**Assignment**
Report, as a bare number, how many lines of the entries below contain "white".

*** Given data Section Begins ***

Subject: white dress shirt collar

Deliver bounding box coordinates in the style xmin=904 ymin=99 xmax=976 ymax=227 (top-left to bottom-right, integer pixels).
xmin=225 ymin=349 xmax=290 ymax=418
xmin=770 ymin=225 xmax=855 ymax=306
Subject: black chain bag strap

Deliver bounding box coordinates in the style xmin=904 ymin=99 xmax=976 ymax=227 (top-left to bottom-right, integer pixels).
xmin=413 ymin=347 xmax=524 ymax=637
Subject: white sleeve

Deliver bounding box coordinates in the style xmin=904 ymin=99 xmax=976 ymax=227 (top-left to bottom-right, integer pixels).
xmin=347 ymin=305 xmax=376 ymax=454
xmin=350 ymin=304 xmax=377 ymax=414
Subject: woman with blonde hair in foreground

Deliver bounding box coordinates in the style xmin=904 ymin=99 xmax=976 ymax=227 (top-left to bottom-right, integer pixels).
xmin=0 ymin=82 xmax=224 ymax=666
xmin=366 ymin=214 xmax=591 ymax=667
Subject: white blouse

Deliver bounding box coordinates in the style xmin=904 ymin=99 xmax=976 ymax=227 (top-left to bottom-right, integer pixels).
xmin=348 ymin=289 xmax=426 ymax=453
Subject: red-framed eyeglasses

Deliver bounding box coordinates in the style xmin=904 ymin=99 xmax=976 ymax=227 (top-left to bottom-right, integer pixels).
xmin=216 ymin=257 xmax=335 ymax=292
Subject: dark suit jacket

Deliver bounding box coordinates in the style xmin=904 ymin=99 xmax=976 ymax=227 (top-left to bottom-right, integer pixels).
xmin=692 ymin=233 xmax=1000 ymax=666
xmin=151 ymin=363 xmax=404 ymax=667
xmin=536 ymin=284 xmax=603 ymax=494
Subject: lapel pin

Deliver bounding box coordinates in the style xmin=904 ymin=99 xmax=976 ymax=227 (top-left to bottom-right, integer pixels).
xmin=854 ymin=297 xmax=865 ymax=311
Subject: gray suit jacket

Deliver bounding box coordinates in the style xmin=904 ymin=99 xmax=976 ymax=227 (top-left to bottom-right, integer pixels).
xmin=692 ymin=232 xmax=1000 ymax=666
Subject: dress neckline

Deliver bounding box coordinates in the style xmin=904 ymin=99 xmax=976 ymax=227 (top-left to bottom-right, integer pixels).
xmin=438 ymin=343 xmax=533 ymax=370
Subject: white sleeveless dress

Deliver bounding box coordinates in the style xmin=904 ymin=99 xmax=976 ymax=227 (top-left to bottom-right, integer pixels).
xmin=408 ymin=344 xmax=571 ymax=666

*** Given data Section Ends ***

**Response to the exercise**
4